- _TEXT PROVIDED_

Wednesday, April 16, 2025

A MODEL OF ORDINARY HOLINESS

 

 

We see more and more holy young people, who can be a example of a short life "well lived". In a past Blog we saw Venerable Matteo Farina (July 2020).  Now we have another young woman who I am sure will become more known as her cause is put forward for sainthood.

SERVANT of GOD PAOLA ADAMO was born in Naples on October 24, 1963, daughter of Claudio Adamo and Lucia D'Ammacco. She was baptized on the same day of her birth in the chapel of the Posillipo clinic, where she was born at 3 am. Her parents, both architects by profession, were also Salesian Cooperators and catechists. It was they who prepared the child for her First Communion, which took place on May 28, 1972 in the parish of San Giovanni Bosco in Taranto, and for Confirmation, which was given to her two years later, on June 22. Her father had been commissioned as the designer of that very church. Paola grew up and was educated in the Salesian oratory environment.

 

She loved her parents, to whom she dedicated her poems. She attended classical dance lessons and practiced swimming for three years. She played the guitar easily, happy to sing and play for her parents. Her irrepressible joy for life was also expressed in her contacts with her classmates, whom she loved very much. She attended the "Lisippo" Art School in Taranto, where her father was a teacher. In particular, she preferred the company of girls who were marginalized by the rest of the class. One of these later became her best friend.  For Paola life was grace and should be lived as grace.

 Sensitive and intelligent, she began to write a secret diary at the age of nine, a source of very profound thoughts and maxims despite her age. Every evening she read a few pages of the biography of Saint John Bosco written by Cardinal Carlo Salotti and examined her conscience very carefully. She wrote about it in one of her poems:

 "When in the evening, before falling asleep, I take stock of the day, I am left with so much bitterness for the free hours that have slipped away so stupidly and I find myself with eyes full of tears."

- _GOAL OF THE EXERCISE_
Please set down the passage from the blog post on Paola Adamo word for word, starting with "A MODEL OF ORDINARY" and going on through "forward for sainthood.".

- _DATA_
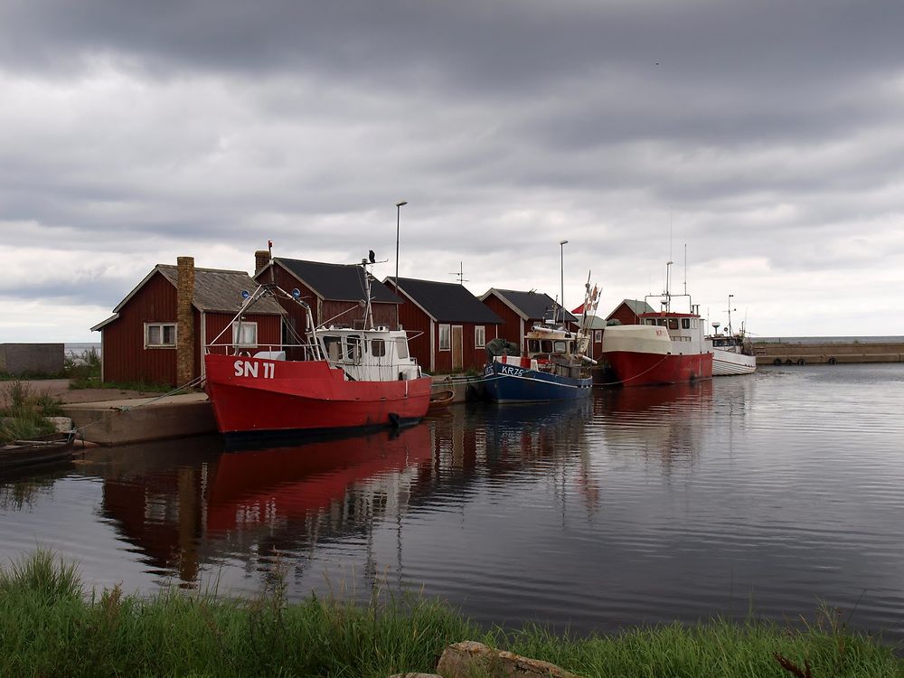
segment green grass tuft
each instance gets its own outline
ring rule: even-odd
[[[482,630],[448,606],[391,597],[357,606],[286,599],[285,579],[250,600],[178,589],[143,598],[85,596],[74,566],[39,551],[0,570],[0,675],[331,676],[431,673],[443,649],[478,640],[582,676],[904,676],[891,648],[837,615],[799,628],[750,620],[673,624],[615,636],[539,626]],[[476,677],[478,678],[478,677]]]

- _WRITTEN RESPONSE_
A MODEL OF ORDINARY HOLINESS

 

 

We see more and more holy young people, who can be a example of a short life "well lived". In a past Blog we saw Venerable Matteo Farina (July 2020).  Now we have another young woman who I am sure will become more known as her cause is put forward for sainthood.